→ **Your task**:
Whenever a line of the data below holds the string "nose", copy that line.

━━━━━━━━━━

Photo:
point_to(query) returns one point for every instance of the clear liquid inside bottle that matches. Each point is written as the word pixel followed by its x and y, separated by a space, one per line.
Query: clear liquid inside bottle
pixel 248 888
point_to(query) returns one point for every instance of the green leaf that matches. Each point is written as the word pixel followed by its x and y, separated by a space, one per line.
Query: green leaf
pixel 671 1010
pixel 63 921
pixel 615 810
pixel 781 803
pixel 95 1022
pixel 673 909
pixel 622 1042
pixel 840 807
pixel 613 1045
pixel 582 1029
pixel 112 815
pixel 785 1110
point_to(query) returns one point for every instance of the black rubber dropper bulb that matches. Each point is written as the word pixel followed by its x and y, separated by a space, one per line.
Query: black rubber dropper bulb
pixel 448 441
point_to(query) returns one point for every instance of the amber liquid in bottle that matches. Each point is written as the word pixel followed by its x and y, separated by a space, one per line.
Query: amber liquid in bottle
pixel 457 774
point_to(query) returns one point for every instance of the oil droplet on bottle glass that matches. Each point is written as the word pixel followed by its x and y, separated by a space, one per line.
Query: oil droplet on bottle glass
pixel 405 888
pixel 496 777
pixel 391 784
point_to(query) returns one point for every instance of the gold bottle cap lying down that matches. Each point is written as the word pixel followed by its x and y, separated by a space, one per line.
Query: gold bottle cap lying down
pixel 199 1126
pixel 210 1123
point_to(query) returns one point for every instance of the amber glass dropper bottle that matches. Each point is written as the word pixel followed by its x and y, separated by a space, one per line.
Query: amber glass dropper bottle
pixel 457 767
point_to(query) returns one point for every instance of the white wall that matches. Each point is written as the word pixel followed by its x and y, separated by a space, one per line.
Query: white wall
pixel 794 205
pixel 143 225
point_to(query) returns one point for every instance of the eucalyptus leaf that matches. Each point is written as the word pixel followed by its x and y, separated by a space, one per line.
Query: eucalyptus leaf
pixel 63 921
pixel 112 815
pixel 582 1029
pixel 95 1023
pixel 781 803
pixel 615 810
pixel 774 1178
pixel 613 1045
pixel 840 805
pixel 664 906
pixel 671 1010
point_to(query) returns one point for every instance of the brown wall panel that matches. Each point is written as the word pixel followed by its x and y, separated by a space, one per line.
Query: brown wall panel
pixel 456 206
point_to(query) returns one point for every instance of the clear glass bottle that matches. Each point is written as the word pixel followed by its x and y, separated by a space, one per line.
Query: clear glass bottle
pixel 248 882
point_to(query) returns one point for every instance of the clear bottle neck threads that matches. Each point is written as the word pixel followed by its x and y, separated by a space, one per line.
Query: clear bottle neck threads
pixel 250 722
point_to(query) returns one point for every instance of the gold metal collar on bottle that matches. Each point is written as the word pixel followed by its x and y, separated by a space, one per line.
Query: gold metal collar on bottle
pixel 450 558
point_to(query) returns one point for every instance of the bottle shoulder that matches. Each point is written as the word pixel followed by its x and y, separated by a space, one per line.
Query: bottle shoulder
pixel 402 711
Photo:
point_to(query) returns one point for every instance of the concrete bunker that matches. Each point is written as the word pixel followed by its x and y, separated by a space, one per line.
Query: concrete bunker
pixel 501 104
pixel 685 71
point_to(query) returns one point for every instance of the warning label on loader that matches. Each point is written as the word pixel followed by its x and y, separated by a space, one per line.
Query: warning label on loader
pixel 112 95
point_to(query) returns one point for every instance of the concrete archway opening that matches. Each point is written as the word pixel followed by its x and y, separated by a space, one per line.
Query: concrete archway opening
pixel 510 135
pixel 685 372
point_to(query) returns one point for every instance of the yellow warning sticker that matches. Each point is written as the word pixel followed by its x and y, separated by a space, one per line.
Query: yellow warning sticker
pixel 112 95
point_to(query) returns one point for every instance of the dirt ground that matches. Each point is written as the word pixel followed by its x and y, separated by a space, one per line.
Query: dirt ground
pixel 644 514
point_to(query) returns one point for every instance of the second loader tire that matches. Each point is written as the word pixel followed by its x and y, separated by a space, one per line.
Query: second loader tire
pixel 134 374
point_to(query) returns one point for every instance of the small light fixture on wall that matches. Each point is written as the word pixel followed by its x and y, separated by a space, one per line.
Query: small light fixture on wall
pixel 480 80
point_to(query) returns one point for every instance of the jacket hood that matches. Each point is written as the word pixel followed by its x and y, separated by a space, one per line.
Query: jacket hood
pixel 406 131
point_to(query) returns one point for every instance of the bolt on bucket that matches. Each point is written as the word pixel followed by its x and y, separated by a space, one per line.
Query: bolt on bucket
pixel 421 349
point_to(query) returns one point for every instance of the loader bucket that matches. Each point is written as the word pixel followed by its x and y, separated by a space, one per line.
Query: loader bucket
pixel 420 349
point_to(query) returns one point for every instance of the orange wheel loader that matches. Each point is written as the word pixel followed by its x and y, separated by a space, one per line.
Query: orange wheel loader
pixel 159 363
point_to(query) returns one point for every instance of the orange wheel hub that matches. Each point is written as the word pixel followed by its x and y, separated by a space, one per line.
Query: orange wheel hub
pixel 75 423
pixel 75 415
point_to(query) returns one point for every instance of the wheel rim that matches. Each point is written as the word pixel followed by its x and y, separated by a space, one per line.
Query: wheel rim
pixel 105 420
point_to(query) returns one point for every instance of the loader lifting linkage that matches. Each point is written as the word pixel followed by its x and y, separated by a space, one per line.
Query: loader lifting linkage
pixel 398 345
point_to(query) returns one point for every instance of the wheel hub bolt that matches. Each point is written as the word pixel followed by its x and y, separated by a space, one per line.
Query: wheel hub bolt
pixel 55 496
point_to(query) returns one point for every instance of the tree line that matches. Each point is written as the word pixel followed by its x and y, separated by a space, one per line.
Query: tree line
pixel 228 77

━━━━━━━━━━

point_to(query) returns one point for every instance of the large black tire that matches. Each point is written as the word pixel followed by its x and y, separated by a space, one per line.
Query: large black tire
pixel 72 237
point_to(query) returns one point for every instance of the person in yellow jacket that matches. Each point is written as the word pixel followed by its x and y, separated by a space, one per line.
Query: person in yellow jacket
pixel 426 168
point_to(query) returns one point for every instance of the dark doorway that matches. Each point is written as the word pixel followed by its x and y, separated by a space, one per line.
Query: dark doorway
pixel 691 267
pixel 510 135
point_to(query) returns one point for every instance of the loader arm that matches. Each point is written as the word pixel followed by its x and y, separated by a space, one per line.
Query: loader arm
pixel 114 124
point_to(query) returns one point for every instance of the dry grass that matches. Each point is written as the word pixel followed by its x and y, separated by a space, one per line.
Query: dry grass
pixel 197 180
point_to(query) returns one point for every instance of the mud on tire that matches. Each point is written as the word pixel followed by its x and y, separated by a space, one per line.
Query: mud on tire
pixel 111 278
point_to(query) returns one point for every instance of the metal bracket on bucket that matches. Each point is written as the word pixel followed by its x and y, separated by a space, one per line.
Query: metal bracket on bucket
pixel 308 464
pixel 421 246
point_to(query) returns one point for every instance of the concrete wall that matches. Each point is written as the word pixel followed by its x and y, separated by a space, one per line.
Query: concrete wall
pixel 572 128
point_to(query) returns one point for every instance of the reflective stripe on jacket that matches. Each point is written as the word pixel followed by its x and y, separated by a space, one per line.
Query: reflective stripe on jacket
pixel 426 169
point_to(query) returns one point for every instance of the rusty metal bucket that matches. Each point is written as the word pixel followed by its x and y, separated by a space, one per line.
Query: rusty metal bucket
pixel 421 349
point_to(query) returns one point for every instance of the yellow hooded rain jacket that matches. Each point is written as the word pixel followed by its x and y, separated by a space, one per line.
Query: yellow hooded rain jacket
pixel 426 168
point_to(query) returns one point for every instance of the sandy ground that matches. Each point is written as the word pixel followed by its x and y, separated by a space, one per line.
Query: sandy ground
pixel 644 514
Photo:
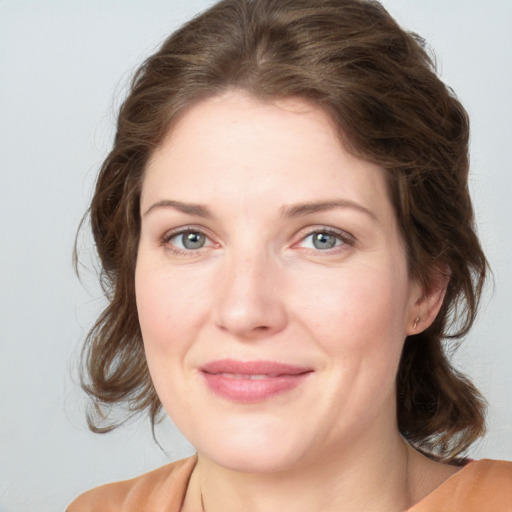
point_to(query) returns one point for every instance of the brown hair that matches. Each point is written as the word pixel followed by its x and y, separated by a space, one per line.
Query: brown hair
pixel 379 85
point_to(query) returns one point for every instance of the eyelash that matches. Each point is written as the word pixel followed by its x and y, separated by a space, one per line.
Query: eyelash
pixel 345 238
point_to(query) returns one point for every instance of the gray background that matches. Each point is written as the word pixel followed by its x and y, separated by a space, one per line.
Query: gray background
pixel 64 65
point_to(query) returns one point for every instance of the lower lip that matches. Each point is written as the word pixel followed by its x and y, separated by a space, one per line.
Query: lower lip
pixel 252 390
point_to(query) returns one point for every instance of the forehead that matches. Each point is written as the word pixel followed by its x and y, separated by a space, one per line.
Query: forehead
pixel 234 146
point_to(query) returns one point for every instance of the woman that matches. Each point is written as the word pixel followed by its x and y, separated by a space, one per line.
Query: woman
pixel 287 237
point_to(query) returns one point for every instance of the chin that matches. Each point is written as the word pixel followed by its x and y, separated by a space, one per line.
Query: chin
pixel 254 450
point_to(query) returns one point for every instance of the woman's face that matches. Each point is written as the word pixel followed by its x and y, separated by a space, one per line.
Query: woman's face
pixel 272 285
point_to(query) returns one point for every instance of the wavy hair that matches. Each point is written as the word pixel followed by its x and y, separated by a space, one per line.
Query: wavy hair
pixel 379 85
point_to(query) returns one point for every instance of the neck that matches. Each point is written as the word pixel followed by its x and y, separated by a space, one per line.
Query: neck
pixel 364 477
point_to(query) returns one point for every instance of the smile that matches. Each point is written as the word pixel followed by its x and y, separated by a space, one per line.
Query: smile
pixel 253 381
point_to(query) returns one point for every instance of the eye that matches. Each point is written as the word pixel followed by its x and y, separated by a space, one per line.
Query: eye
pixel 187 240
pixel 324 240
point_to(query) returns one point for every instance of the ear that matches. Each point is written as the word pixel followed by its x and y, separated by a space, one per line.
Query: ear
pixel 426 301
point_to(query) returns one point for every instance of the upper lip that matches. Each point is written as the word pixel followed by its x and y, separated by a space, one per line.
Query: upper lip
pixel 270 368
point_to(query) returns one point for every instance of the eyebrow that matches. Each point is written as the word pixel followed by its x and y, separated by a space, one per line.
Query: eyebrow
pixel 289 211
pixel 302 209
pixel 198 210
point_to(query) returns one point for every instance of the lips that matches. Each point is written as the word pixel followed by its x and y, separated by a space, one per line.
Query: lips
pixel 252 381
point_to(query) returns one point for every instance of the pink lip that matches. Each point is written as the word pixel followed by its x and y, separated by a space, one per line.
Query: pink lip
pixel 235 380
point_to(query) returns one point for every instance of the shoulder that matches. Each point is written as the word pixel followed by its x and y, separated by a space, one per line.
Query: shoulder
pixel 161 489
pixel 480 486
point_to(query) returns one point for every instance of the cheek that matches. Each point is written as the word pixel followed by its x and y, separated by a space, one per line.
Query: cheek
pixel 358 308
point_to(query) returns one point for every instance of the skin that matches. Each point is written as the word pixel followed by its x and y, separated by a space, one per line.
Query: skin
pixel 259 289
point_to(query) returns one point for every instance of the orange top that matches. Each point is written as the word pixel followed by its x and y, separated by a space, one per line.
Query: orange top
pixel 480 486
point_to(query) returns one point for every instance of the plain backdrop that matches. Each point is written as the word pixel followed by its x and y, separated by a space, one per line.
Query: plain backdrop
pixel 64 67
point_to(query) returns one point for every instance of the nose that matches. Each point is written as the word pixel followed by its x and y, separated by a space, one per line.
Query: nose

━━━━━━━━━━

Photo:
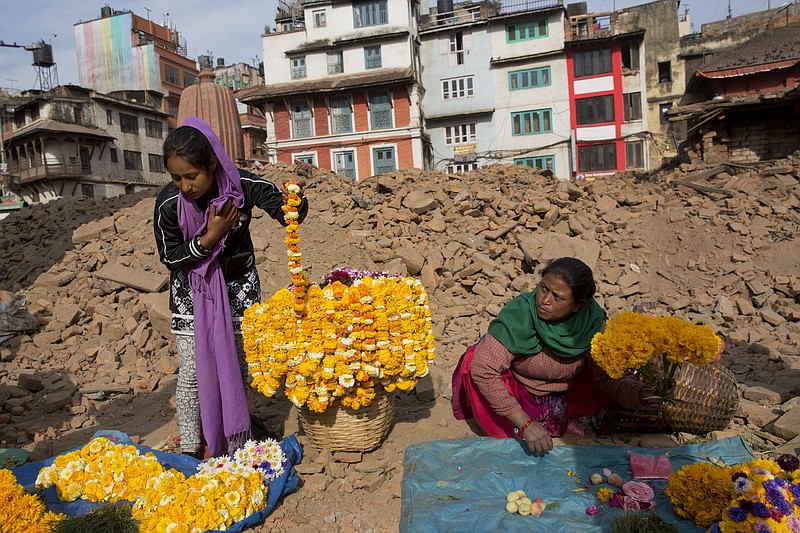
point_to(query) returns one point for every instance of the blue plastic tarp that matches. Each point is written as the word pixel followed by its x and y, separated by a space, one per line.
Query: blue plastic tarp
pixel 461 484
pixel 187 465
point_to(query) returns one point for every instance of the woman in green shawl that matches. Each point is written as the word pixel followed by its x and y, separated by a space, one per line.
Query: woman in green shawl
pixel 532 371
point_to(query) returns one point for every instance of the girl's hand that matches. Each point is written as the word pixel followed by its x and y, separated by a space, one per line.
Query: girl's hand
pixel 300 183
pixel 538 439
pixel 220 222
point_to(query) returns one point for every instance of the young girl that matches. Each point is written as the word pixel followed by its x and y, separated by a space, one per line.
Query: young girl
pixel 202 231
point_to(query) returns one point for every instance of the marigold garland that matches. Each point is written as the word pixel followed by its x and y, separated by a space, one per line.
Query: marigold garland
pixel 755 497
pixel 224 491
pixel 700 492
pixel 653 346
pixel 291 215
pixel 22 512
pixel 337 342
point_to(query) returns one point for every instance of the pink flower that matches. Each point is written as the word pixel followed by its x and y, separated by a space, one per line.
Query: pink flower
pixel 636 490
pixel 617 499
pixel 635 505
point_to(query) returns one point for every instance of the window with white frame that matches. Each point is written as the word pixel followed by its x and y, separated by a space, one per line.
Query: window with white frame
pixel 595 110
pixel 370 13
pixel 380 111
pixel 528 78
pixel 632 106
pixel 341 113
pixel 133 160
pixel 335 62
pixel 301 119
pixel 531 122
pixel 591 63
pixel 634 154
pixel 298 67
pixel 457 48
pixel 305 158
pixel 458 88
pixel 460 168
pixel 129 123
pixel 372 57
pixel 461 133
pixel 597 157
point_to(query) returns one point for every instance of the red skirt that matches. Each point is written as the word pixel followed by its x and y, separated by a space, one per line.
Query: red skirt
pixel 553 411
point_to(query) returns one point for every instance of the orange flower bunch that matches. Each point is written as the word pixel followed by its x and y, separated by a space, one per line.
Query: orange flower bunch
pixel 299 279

━━━━━━━━━━

→ **Expected output**:
point_to(query) returns one point for every instance of the nose that matches. Each point is written as the word pixel followed by its x and y, separated by a space, one per line.
Query: nose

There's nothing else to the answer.